▶ Written problem
Reproduce verbatim the part of the records below that begins with the line containing "Reviewer note: verify that every instance of the vegetation" and ends with the line containing "[[207, 159]]", with both of those lines included.

-------------------------

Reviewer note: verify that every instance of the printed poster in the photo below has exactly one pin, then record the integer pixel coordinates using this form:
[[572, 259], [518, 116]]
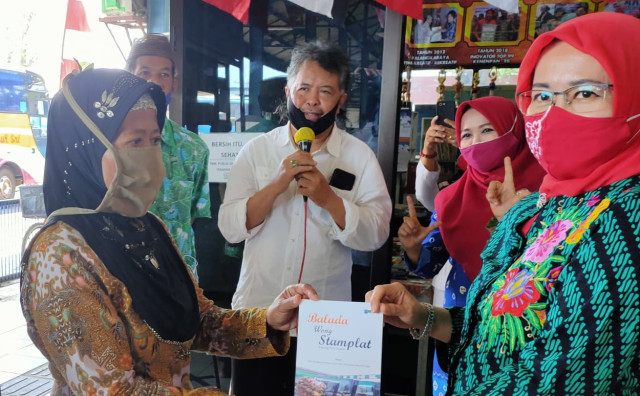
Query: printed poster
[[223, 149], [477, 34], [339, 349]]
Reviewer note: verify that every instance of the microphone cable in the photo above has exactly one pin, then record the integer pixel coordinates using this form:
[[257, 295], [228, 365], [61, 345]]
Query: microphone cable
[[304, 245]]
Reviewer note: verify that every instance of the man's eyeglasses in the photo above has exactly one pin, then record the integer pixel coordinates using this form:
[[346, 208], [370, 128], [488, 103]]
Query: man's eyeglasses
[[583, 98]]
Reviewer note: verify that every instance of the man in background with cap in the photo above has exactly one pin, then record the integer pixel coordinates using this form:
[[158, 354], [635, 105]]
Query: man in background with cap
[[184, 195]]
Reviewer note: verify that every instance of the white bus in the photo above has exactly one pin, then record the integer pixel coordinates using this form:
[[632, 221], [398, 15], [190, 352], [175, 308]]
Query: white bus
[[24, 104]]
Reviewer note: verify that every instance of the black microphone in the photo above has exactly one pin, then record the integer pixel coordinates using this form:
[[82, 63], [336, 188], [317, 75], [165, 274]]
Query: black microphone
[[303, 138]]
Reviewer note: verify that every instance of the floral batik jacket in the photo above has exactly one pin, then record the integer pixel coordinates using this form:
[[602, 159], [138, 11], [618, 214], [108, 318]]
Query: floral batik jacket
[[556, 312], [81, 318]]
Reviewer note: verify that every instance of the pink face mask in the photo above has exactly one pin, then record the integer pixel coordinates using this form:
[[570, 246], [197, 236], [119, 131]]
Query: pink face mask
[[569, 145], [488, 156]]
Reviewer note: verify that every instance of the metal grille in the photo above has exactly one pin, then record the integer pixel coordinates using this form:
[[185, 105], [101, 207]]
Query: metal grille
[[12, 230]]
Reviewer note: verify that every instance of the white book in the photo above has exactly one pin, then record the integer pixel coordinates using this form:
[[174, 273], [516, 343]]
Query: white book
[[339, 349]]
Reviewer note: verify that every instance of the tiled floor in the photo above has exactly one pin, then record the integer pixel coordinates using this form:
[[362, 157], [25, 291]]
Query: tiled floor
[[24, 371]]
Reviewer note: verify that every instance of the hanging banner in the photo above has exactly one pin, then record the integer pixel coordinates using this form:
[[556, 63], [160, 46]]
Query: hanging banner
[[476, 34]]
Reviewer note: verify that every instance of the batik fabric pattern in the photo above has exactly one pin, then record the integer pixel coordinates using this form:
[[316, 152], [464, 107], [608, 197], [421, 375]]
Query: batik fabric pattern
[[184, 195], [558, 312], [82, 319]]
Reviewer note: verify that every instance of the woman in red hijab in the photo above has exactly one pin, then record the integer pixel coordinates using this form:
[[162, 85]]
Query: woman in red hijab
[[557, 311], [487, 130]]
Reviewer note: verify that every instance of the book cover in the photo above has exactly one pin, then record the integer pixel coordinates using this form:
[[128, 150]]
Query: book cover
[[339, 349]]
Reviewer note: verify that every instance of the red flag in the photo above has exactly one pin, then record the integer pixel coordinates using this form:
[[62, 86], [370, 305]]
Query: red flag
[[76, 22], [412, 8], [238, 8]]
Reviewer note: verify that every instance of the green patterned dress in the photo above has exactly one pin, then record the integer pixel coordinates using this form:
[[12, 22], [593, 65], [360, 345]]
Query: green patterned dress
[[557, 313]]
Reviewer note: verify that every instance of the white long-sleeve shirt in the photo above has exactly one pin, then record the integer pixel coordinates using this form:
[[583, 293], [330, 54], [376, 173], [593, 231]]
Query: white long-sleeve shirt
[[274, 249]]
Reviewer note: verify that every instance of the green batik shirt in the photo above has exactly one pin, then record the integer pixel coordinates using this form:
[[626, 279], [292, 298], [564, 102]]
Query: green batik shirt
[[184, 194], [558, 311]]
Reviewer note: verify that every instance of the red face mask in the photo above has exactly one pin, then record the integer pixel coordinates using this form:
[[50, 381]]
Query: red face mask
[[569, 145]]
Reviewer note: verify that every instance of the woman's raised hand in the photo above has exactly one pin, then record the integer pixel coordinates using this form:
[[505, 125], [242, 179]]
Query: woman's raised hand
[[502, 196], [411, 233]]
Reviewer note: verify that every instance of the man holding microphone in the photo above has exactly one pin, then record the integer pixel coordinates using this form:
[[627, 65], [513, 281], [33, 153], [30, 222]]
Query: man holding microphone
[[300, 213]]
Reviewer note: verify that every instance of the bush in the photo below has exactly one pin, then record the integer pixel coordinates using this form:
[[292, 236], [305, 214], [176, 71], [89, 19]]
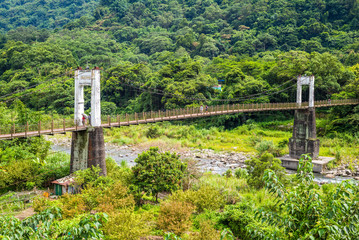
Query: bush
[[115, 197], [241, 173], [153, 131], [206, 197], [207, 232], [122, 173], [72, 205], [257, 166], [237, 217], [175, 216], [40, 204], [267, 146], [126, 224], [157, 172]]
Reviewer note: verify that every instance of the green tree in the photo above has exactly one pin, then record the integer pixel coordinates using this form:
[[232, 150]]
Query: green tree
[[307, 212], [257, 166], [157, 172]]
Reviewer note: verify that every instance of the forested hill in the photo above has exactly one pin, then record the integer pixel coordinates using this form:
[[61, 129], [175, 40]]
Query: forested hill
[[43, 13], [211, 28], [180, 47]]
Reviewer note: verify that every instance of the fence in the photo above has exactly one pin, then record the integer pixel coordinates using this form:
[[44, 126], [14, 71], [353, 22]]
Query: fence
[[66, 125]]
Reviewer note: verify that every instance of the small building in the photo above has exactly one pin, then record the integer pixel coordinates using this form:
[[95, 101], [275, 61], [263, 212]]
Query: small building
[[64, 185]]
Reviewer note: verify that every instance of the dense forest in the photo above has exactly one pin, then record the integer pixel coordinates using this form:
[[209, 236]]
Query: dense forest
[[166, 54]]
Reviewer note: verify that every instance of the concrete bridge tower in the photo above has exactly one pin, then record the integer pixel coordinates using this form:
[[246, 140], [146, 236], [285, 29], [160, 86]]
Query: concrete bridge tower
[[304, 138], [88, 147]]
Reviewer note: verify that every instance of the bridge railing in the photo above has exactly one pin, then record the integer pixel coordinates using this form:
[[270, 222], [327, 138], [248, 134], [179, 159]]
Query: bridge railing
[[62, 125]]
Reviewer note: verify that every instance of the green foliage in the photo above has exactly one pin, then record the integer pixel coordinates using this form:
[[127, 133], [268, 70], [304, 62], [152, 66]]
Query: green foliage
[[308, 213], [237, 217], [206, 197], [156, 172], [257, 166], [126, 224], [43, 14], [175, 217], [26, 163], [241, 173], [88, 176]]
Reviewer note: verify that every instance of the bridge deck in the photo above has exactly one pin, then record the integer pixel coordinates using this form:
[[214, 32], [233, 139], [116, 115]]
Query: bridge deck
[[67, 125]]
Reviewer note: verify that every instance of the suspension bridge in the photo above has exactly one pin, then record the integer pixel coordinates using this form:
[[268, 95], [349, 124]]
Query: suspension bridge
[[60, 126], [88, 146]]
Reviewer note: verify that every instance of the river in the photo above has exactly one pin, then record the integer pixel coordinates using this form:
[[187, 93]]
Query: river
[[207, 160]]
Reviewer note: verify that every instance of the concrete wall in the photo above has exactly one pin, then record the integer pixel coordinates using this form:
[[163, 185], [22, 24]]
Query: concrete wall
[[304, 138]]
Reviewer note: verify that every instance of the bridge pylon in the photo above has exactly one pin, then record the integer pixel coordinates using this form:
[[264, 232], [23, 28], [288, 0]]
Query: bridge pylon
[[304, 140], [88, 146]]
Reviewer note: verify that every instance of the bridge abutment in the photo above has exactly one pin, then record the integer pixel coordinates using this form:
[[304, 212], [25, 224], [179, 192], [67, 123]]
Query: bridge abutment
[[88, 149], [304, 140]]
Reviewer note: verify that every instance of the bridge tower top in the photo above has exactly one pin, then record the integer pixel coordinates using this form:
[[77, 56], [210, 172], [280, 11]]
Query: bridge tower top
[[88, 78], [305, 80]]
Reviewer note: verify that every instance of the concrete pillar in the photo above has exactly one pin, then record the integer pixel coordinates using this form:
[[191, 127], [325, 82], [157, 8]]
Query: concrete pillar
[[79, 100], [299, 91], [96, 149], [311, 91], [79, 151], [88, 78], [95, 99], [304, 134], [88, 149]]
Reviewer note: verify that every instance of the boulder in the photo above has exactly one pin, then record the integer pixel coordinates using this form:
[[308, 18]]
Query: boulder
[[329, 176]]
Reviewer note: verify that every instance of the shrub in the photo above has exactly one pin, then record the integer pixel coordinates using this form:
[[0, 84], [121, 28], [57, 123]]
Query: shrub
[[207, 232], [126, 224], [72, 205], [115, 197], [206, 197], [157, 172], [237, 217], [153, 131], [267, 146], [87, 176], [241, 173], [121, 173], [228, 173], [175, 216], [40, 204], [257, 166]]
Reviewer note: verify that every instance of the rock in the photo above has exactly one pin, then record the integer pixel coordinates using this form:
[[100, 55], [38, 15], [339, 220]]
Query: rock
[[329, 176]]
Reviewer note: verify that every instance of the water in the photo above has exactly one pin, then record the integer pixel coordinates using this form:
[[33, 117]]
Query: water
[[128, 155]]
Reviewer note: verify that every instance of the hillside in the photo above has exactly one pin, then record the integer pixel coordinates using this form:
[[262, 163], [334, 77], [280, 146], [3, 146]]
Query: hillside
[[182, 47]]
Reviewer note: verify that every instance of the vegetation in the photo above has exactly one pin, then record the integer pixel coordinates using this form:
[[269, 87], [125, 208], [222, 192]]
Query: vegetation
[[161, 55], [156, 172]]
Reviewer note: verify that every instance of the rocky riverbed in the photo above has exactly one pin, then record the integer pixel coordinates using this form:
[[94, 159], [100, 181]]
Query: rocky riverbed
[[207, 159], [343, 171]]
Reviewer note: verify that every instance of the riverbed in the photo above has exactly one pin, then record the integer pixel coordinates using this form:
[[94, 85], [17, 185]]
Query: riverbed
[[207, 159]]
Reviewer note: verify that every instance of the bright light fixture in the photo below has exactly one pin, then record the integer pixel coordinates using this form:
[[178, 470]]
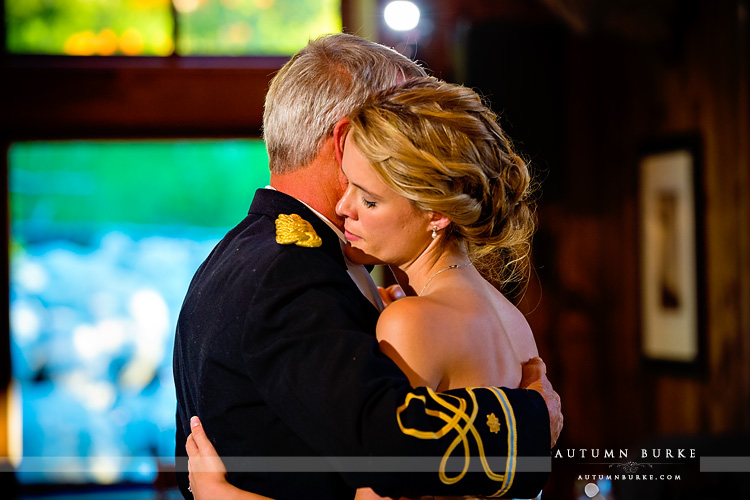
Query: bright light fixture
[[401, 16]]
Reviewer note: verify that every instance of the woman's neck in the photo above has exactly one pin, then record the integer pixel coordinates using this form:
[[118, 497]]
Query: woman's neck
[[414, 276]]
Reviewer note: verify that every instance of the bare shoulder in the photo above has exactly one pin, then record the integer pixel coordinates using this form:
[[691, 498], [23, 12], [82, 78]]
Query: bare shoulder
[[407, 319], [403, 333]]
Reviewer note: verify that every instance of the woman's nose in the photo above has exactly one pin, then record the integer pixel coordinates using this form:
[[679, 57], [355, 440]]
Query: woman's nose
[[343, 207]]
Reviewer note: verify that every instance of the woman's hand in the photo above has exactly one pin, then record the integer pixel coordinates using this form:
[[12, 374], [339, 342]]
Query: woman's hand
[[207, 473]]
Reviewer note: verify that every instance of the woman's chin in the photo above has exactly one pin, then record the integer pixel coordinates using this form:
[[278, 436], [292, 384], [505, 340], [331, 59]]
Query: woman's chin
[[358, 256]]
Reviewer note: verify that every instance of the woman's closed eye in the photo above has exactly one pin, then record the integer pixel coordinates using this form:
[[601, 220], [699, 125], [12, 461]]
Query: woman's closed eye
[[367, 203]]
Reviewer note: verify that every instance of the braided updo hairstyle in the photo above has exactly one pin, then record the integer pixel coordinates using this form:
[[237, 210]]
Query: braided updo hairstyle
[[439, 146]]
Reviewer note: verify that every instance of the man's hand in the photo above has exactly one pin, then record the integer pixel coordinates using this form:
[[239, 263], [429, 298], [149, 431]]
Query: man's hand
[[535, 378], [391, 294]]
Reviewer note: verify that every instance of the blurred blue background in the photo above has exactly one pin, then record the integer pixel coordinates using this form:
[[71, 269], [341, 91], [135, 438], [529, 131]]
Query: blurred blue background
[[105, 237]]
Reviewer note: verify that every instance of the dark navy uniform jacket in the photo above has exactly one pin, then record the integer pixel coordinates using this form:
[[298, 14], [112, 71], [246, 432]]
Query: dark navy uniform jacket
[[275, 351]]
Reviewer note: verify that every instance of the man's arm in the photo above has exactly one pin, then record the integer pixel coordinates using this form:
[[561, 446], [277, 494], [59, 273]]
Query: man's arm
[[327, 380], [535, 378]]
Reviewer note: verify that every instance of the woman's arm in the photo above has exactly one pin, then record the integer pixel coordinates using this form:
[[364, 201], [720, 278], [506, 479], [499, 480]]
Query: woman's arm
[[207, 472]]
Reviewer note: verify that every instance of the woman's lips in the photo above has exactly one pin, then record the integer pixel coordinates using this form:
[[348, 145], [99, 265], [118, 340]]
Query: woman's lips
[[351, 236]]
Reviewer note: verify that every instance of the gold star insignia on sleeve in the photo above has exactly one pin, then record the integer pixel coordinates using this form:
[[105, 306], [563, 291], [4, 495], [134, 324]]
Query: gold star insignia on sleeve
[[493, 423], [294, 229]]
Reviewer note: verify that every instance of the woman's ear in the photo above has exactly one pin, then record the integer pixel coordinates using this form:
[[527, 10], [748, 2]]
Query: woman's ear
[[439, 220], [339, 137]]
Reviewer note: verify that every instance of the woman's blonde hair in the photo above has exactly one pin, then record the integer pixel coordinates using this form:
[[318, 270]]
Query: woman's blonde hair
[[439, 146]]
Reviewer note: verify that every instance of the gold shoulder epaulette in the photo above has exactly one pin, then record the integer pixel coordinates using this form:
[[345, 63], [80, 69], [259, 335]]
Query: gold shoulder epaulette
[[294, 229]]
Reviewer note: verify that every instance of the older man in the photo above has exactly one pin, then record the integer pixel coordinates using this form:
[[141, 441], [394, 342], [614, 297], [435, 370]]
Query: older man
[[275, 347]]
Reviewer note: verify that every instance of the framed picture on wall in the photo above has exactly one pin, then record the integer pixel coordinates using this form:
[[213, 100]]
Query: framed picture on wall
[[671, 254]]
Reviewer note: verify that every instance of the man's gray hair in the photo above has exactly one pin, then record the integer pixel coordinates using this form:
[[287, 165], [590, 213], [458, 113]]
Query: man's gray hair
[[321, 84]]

-------------------------

▶ Completed task
Reviewer note: verify that every instance of the vegetation in the photo above has exactly one pin, then record the integer pixel coordinates using this form:
[[269, 87], [125, 208], [222, 192]]
Query: vegetation
[[161, 55], [156, 172]]
Reviewer note: verify that every instance of the rocky riverbed in the photo above has exactly one pin, then record the integer pixel coordinates using this form:
[[94, 159], [100, 181]]
Query: rocky riverbed
[[207, 159], [343, 171]]
Reviewer note: verify that every instance of the riverbed in the photo above has exactly one pin, then record the integer pixel coordinates using this form:
[[94, 85], [17, 185]]
Query: riverbed
[[207, 159]]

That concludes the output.